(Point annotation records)
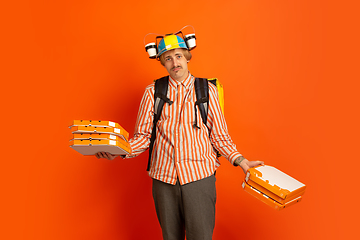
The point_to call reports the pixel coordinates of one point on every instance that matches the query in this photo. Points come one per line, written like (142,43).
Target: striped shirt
(180,150)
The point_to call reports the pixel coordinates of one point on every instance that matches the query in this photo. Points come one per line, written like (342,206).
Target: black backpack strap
(160,97)
(202,99)
(202,96)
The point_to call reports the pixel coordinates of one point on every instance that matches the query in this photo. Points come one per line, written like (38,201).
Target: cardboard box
(273,187)
(91,147)
(98,125)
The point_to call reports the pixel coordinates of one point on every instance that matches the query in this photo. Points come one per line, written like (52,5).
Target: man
(183,161)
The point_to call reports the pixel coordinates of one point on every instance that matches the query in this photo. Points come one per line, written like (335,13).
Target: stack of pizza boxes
(90,137)
(273,187)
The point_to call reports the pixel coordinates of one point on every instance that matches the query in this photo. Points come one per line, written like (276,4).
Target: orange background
(289,70)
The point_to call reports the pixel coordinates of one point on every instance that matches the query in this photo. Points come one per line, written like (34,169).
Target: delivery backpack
(202,101)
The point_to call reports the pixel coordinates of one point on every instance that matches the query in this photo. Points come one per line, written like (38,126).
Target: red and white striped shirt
(181,150)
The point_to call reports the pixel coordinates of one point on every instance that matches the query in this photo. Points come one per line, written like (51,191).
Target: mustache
(176,67)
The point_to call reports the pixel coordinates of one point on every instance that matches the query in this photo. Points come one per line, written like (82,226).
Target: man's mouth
(176,68)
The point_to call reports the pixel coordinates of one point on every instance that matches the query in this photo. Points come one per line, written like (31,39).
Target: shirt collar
(186,82)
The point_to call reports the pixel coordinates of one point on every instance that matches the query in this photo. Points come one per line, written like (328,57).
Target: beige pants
(188,208)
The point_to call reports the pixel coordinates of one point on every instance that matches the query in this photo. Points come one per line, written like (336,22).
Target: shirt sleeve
(144,123)
(219,135)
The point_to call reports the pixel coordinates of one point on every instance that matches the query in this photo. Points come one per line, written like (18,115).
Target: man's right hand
(106,155)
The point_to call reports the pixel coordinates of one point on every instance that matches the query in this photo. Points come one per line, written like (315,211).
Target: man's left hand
(246,164)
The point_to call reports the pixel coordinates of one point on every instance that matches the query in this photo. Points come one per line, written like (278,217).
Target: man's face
(176,64)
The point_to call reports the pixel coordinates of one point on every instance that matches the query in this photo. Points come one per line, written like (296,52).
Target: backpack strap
(202,96)
(202,99)
(160,97)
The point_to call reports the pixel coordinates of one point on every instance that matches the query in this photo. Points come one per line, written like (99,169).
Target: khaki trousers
(188,208)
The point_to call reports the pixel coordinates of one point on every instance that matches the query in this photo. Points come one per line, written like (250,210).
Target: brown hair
(187,55)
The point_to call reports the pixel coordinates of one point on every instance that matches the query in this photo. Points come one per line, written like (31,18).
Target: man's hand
(246,164)
(106,155)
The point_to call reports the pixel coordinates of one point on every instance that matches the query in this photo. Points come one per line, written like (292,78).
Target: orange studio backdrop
(291,100)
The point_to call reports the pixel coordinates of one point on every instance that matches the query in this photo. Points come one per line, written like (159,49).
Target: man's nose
(175,61)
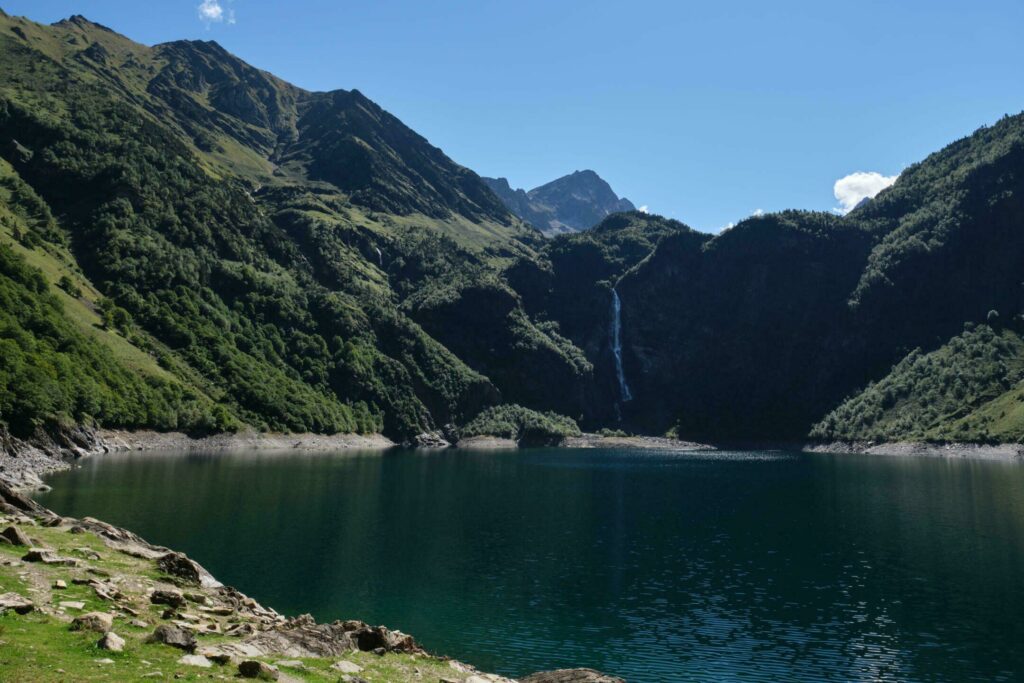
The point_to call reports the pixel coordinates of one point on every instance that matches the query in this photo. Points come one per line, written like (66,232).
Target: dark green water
(654,566)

▸ **REQUIRED WORK**
Please copy out every line of the listing above word for word, leaving out the pictures.

▸ **COMPLETED TASK**
The point_to call reports the pixel coordinates of one point on every instance that matches the query in this photo. Points come one per line, written like (142,43).
Target: striped shirt
(180,150)
The point_to call reports the pixel coordinates of one point on every instance that matches the query in this photo. Points come one per line, written like (342,206).
Target: black backpack strap
(160,97)
(202,99)
(202,96)
The point_to call reports the pixel coordinates of one point on every instance that matches the query in this photo. Points come one per line, written like (38,201).
Target: cardboard box
(273,187)
(91,147)
(98,125)
The point_to call reports the pixel coordinates of one point on every instance that matches the query in this photo. Points come one per line, written like (52,5).
Target: man
(183,161)
The point_to call reports the pixel coordinates of one point on every instance that matches the query in this photo. Points come one per line, written like (335,13).
Target: stack of pizza boxes
(90,137)
(273,187)
The point_to call reports the pixel coordinates of one point on every instance that matches the query in this photo. Points come one per line, written like (276,4).
Target: orange background
(289,70)
The point_to call reports the pixel coordinates of one point on every instance that matches the query in this photo. Points come one per line, written like (34,169).
Target: delivery backpack
(202,101)
The point_to call reports the pixel coordinates of one point on every instance that matches the query in this photo. Points come one per line, written like (38,126).
Target: red and white striped shirt
(181,150)
The point_to call reports the pixel coordinates of one point on every instance that matches the query in this photo. Points come one per line, written like (51,191).
Target: mustache
(176,67)
The point_to call reports the pixel coordinates of one point on every instance that matches the query in this photo. Points come one per line, written like (82,226).
Target: man's mouth
(176,68)
The point_to call reports the pixel coordinates of one point on every instance that matches the query in this photo. Points come one per line, written like (31,39).
Target: shirt collar
(186,82)
The point_to call reports the pixel coordinates of one point on every instance that matches the query in this photo. Points come one per line, written like (328,57).
Target: beige pants
(188,208)
The point_to call reports the pixel coordinates of one point on every instance that matches the query in this photo. Points come one per line, written like (336,22).
Target: shirt sleeve
(144,123)
(219,135)
The point_to call reports the pixel coordinates of one point on every instance that matches the query in this photo. Points come one per line, written like (18,115).
Target: man's right hand
(106,155)
The point_to call reports the pixel coordinates of one point on every instance that matches the query in this photo. Points come one per line, written like (315,211).
Target: man's left hand
(246,164)
The point_to call reports the pixel coordinates of one point on every instance that matches the query in this photo. Points come one per line, written like (278,217).
Target: man's face
(176,64)
The point_to call reports the pixel coordinates of one point on every instance that matches the query in this photo. Points come one per line, written like (296,52).
Target: backpack strap
(202,96)
(202,99)
(160,97)
The point_to call reports the pixel coordinates of one point on every instance that matches the query in this photo. Points come one per line, written like (99,169).
Target: khaki trousers
(188,208)
The point_to call reports the pixel coordinates of one point on every instance that matches the query in this photo. Points come one per line, written like (250,210).
Target: brown hair
(187,55)
The point_to call reports the pixel coordinates of one point on every instance that matches the query in this photo. Points come one per line, written like (31,18).
Target: man's hand
(246,164)
(106,155)
The point_to call reports the pixel coordinates of one point on every instance that matches the query in this photo. Points come one per line, written like (292,78).
Target: orange studio backdrop
(291,100)
The point_to call reports the pixel coordinates of one point on every instance that matches the query in this photo. Points come one per line, written like (159,49).
Target: man's nose
(175,61)
The point_to call reports the pixel coordinates of one point on every instance that matches the query in this photo. Points come one per line, written like (66,232).
Target: dark green water
(654,566)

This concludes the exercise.